Natural-language object grounding data
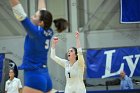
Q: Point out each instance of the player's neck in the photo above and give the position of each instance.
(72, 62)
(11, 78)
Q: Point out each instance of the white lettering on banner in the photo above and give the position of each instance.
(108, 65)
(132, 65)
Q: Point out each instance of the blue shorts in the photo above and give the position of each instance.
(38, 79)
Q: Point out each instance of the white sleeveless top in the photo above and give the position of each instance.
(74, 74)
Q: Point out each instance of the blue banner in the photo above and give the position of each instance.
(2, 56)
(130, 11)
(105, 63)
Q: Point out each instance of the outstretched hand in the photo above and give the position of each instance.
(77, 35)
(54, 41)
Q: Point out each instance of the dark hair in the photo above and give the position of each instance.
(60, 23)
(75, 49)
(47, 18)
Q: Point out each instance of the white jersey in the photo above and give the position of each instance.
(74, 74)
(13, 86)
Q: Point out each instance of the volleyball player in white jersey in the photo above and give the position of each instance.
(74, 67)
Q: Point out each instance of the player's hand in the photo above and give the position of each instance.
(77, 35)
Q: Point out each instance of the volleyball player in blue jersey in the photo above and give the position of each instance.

==

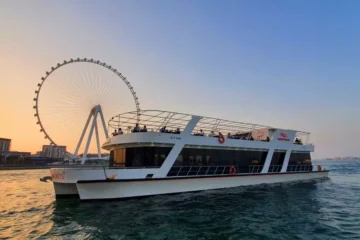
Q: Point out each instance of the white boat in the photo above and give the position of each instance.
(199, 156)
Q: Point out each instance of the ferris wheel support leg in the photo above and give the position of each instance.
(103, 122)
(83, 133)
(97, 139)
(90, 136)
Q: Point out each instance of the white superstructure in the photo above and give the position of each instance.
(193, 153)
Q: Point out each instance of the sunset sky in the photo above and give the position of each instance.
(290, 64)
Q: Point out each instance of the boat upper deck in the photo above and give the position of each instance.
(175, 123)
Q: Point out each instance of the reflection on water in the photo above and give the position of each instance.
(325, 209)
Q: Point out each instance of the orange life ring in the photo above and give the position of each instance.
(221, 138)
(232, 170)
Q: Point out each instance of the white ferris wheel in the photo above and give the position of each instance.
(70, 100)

Problem details:
In the entries above, find the line holding "Q: Point out each instance of the blue banner" and the line holding "Q: Point out each instance of the volleyball player in blue"; print both of them and every line between, exactly, and nothing else.

Final answer:
Q: Point out each instance of the blue banner in the photo above and give the position of each instance.
(2, 56)
(130, 11)
(105, 63)
Q: Point out each instance of the outstretched hand in the photo above and give the position of each instance.
(77, 35)
(54, 41)
Q: Point out each instance of the dark hair in the photo above and give the position of each instance.
(60, 23)
(75, 49)
(47, 18)
Q: Point out each instance of the white jersey in the photo above and give the position of each instance.
(74, 74)
(13, 86)
Q: Point out each instance of the volleyball player in white jersey in the photo above and give the position of each instance.
(74, 67)
Q: Point out each instance of the player's hand in the photo above and give the position of each instance.
(77, 35)
Q: Point out each instance of the volleyball player in blue jersey in the photo above and give the position of each instance.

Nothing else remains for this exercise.